Challenge
Pull out every line of the items that contains the word "clump", matching case exactly.

Data shown
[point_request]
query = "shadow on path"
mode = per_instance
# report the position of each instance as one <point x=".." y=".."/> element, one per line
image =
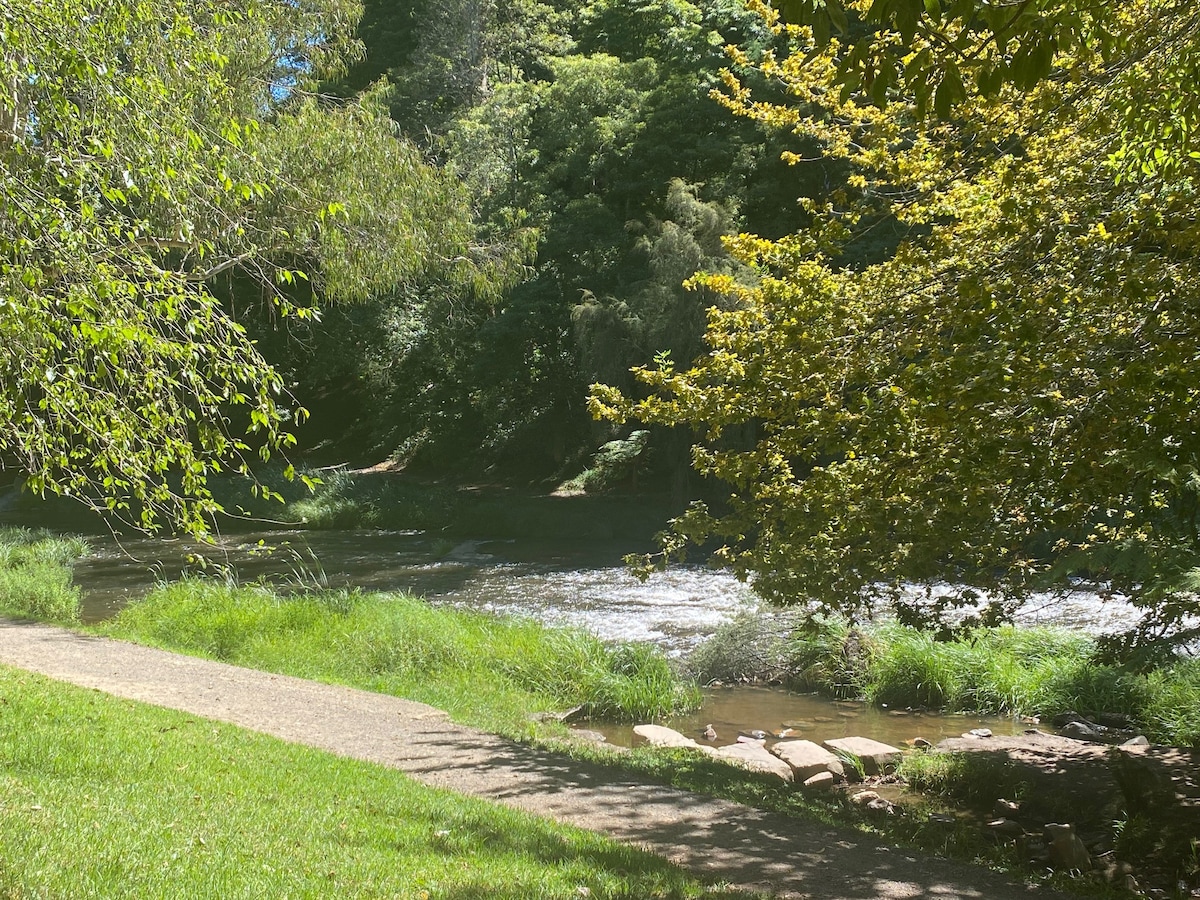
<point x="713" y="838"/>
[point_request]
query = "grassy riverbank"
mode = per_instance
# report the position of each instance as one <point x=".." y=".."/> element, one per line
<point x="485" y="671"/>
<point x="35" y="575"/>
<point x="346" y="498"/>
<point x="1005" y="671"/>
<point x="107" y="798"/>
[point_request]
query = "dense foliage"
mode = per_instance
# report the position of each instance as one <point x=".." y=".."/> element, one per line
<point x="147" y="151"/>
<point x="1003" y="400"/>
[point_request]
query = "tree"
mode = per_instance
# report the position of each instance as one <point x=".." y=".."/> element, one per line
<point x="1005" y="400"/>
<point x="148" y="149"/>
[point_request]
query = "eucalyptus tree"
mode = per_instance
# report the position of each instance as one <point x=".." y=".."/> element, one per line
<point x="1007" y="397"/>
<point x="147" y="149"/>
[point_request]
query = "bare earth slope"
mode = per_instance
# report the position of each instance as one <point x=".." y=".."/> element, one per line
<point x="713" y="838"/>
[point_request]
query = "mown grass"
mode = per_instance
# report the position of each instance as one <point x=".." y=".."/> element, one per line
<point x="483" y="670"/>
<point x="35" y="575"/>
<point x="107" y="798"/>
<point x="1003" y="671"/>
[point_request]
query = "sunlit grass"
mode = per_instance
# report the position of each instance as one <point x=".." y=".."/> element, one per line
<point x="35" y="575"/>
<point x="1003" y="671"/>
<point x="107" y="798"/>
<point x="481" y="669"/>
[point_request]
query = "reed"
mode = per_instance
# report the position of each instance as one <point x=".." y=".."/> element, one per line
<point x="483" y="669"/>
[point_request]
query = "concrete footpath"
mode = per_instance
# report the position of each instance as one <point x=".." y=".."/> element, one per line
<point x="712" y="838"/>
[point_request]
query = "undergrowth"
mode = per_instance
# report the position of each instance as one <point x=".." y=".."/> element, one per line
<point x="35" y="575"/>
<point x="481" y="667"/>
<point x="1002" y="671"/>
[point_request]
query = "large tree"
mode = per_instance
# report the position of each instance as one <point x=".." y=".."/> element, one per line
<point x="1005" y="396"/>
<point x="148" y="149"/>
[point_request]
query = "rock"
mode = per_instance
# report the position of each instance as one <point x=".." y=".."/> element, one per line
<point x="755" y="759"/>
<point x="1066" y="850"/>
<point x="1115" y="871"/>
<point x="661" y="736"/>
<point x="875" y="756"/>
<point x="821" y="781"/>
<point x="588" y="735"/>
<point x="808" y="759"/>
<point x="1083" y="730"/>
<point x="1006" y="827"/>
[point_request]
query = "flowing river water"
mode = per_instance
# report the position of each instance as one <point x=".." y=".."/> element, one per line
<point x="579" y="583"/>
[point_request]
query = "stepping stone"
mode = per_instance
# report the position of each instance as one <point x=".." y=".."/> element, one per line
<point x="808" y="759"/>
<point x="755" y="759"/>
<point x="661" y="736"/>
<point x="875" y="756"/>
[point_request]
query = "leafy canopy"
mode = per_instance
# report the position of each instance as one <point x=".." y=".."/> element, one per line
<point x="1003" y="399"/>
<point x="147" y="150"/>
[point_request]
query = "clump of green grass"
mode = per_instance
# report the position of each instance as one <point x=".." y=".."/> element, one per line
<point x="35" y="575"/>
<point x="107" y="798"/>
<point x="1002" y="671"/>
<point x="485" y="670"/>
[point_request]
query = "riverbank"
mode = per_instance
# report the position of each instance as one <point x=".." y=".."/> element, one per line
<point x="721" y="843"/>
<point x="106" y="798"/>
<point x="1013" y="671"/>
<point x="259" y="621"/>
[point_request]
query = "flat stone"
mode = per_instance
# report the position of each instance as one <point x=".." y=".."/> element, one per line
<point x="808" y="759"/>
<point x="821" y="781"/>
<point x="661" y="736"/>
<point x="755" y="759"/>
<point x="875" y="755"/>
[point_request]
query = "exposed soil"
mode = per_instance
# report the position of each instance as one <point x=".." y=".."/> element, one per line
<point x="715" y="839"/>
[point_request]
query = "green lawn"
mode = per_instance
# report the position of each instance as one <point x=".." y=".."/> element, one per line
<point x="108" y="798"/>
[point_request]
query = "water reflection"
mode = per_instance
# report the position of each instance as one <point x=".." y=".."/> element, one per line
<point x="810" y="718"/>
<point x="579" y="583"/>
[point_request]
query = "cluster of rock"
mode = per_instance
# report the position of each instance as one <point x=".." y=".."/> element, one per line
<point x="803" y="762"/>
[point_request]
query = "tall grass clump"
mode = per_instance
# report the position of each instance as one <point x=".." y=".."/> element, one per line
<point x="35" y="575"/>
<point x="489" y="670"/>
<point x="1002" y="671"/>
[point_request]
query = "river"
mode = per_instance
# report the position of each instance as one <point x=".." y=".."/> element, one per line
<point x="577" y="583"/>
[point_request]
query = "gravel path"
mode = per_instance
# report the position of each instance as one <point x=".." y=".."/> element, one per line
<point x="715" y="839"/>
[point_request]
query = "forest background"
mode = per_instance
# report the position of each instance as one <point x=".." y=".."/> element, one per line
<point x="953" y="341"/>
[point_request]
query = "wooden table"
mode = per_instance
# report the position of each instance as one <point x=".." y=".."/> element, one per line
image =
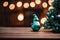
<point x="26" y="32"/>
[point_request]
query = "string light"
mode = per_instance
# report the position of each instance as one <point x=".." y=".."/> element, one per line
<point x="43" y="20"/>
<point x="12" y="6"/>
<point x="26" y="5"/>
<point x="19" y="4"/>
<point x="44" y="5"/>
<point x="50" y="2"/>
<point x="51" y="7"/>
<point x="20" y="17"/>
<point x="5" y="4"/>
<point x="37" y="1"/>
<point x="32" y="4"/>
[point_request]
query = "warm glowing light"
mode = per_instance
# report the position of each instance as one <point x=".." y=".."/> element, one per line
<point x="12" y="6"/>
<point x="44" y="5"/>
<point x="43" y="20"/>
<point x="26" y="5"/>
<point x="19" y="4"/>
<point x="50" y="2"/>
<point x="51" y="7"/>
<point x="5" y="4"/>
<point x="37" y="1"/>
<point x="32" y="4"/>
<point x="20" y="17"/>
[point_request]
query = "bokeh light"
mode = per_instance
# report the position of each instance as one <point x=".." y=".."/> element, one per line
<point x="5" y="4"/>
<point x="19" y="4"/>
<point x="51" y="7"/>
<point x="37" y="1"/>
<point x="26" y="5"/>
<point x="43" y="20"/>
<point x="32" y="4"/>
<point x="11" y="6"/>
<point x="50" y="2"/>
<point x="44" y="5"/>
<point x="20" y="17"/>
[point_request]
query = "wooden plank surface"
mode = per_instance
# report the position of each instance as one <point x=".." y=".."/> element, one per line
<point x="26" y="32"/>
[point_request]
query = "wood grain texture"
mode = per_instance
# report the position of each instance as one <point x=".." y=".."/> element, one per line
<point x="26" y="32"/>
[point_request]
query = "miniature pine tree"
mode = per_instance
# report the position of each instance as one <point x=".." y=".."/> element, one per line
<point x="35" y="25"/>
<point x="53" y="20"/>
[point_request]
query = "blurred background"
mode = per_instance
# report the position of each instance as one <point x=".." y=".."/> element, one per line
<point x="19" y="13"/>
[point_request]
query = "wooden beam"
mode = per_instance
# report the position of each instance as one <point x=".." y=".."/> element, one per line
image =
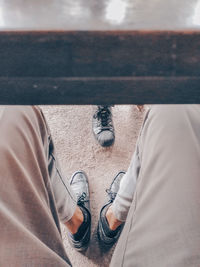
<point x="99" y="54"/>
<point x="104" y="90"/>
<point x="94" y="67"/>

Output for this task
query = "clump of green grass"
query = "tall grass clump"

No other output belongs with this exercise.